Render every entry exactly as it appears.

-=-=-=-=-

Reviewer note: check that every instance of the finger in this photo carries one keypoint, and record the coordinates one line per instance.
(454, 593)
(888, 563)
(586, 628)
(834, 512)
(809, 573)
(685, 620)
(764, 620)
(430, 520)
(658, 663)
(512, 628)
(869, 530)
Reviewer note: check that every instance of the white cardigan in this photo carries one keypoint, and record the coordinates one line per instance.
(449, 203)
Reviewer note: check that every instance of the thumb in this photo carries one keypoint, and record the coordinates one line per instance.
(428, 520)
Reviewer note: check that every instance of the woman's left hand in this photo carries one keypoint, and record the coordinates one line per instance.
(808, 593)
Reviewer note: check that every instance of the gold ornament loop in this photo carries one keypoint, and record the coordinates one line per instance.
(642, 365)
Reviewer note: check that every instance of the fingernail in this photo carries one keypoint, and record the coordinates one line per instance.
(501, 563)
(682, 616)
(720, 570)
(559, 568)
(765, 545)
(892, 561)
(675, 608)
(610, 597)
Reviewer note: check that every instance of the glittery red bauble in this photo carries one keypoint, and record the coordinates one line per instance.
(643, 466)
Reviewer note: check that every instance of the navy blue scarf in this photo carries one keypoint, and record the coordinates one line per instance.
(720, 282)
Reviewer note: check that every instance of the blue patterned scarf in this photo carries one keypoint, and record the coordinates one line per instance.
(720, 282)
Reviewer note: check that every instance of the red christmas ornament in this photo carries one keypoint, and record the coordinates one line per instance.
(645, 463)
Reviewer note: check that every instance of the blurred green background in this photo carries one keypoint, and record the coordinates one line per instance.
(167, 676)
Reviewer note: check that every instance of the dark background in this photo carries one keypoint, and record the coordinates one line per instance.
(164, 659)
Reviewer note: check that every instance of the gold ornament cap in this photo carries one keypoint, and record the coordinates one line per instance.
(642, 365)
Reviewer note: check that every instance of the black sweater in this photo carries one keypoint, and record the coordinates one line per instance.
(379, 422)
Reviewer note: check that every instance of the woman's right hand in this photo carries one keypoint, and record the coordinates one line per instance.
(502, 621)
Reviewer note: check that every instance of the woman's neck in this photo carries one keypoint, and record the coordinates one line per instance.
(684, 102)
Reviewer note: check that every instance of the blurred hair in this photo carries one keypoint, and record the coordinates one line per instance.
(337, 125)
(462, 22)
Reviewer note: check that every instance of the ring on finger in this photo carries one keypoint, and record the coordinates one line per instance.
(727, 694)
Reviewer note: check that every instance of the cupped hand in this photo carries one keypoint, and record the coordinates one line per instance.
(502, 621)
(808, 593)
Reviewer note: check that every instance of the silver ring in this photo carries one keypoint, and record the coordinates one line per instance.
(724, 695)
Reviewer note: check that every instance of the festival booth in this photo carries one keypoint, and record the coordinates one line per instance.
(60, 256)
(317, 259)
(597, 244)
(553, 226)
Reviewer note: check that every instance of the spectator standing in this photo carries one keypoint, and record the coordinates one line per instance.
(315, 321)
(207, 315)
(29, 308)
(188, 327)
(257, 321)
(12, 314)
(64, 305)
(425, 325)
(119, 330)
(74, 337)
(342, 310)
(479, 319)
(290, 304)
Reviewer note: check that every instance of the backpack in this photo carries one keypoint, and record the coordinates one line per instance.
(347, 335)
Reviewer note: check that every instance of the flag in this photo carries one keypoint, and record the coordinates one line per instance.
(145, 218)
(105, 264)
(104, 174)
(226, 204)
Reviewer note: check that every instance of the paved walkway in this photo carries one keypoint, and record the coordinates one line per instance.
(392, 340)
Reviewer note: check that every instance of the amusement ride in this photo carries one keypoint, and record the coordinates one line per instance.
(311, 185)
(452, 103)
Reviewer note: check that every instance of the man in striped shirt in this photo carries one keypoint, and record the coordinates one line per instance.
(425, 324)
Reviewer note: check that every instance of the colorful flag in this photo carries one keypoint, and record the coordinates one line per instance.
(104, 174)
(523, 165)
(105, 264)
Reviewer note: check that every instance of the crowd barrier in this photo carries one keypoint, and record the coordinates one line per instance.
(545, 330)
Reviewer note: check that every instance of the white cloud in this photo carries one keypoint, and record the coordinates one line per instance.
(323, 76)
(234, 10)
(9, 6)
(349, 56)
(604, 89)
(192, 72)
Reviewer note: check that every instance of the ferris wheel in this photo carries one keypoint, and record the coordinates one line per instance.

-=-=-=-=-

= Completed exercise =
Reviewer note: check that every instance of the finger in this photo carries one keypoint, and record the coordinates one line per instance.
(454, 593)
(888, 563)
(586, 628)
(834, 512)
(809, 573)
(685, 620)
(764, 620)
(430, 520)
(658, 663)
(512, 628)
(869, 530)
Reviewer note: check that every instance of the white cardigan in this photo carries one keypoint, and record the coordinates one line per instance.
(449, 203)
Reviewer note: check that every instance of the thumb in this photo carries one keypoint, and record the coordinates one line per instance.
(428, 520)
Reviewer note: check that every instance of the woman's left hand in this photo carries one keypoint, and record the coordinates one line per instance.
(808, 593)
Reviewer note: check that every instance of the gold ornament loop in this photo carries one keypoint, and record the coordinates one line per instance.
(642, 365)
Reviewer note: check that every instance of the fingernail in this photo carries one keypoint, and record the coordinates one line per instance.
(501, 563)
(682, 616)
(720, 570)
(559, 568)
(765, 545)
(892, 561)
(675, 608)
(610, 597)
Reviewer note: check that every instance of the glittery red bauble in this photo carries one keypoint, and record the coordinates one line per instance.
(643, 466)
Reviewer note: check that every instance of the navy blue scarf in this photo carries one keypoint, and record the coordinates one line per instance.
(720, 282)
Reviewer note: check that every instance of the blue patterned scarf in this photo carries one keypoint, and record the coordinates one line per instance.
(720, 282)
Reviewer note: check that every instance of the red christmas ornament in this photo carries one keypoint, and record the coordinates one line per instance.
(645, 463)
Reviewer note: check that every instance of the blurred green background in this photo carries one keypoint, and record the coordinates one line per instance.
(167, 676)
Reviewer note: check that every instance of the dark background in this photo carries one keypoint, and record the coordinates one line per instance.
(164, 659)
Reviewer note: check that every instance of the gold ornament cap in this photo carries one keypoint, and record the coordinates one line per instance.
(642, 365)
Reviewer note: check that every instance of the black sweater in this photo carries one keypoint, and record the coordinates one line per instance.
(379, 422)
Reviewer note: check that every instance of the woman's right hand in this photo carries one keypoint, and record the coordinates one line per instance.
(502, 621)
Reviewer note: check that every instance of the woman's neck in this photo carries one keypoint, and record the coordinates one line per instance.
(684, 102)
Reviewer note: check that every instance of the blurred hair in this photo carries one keypoint, and record the coordinates one line per instance.
(337, 125)
(462, 22)
Reviewer note: check that every instance of the ring on finger in this photo carries one keypoint, and record the coordinates one line per instance.
(727, 694)
Reviewer note: check that every instance of the cupped hand in this photo carries one keypoint, and record the coordinates one line per instance.
(502, 621)
(808, 593)
Reviewer note: check that every instance of the silver ring in this photo carries one keypoint, and record the coordinates one line per instance.
(724, 695)
Reviewer note: check that every instance of the festival booth in this photo carries one keypoint, and record the coordinates one line per instance.
(60, 256)
(317, 259)
(597, 244)
(553, 226)
Reviewer note: check that every instance of the spectator standing in this photo carries one keypoint, and record the coordinates one line per instance.
(315, 321)
(207, 315)
(29, 308)
(188, 327)
(257, 321)
(12, 314)
(64, 305)
(425, 325)
(119, 330)
(74, 337)
(342, 310)
(479, 319)
(290, 304)
Reviewer note: check that every instance of the backpack in this photo carries one keypoint, and record the coordinates one line per instance.
(347, 335)
Reviewer note: check that every instance of the flag in this photo carries one keypoint, and record the coordinates one line per instance.
(145, 218)
(105, 264)
(104, 174)
(226, 204)
Reviewer note: check that every instance of the paved walkway in this photo carries one keypoint, and record the coordinates one line per instance.
(392, 340)
Reviewer note: check that every instance of the amusement ride in this photo carries one keypoint, and record the coordinates one line per instance.
(311, 185)
(452, 103)
Reviewer note: check that every instance of the man in striped shirt in this photo carries one keypoint, and record the coordinates one line per instance.
(425, 324)
Reviewer note: check that every instance of the colorful flag in this photo carries one keypoint, and record the coordinates one line per instance.
(104, 174)
(523, 165)
(105, 264)
Reviewer note: check that every instance of the crowd barrier in this photo carries one keypoint, and record the coordinates one line per instance.
(545, 330)
Reviewer note: check that every instance of the white cloud in this photo carries one keypoint, and record the coordinates one line per instance.
(323, 76)
(234, 10)
(9, 6)
(349, 56)
(604, 89)
(192, 72)
Reviewer note: check that every instance of the ferris wheel in this photo carries one keypoint, and record the coordinates one line per instance.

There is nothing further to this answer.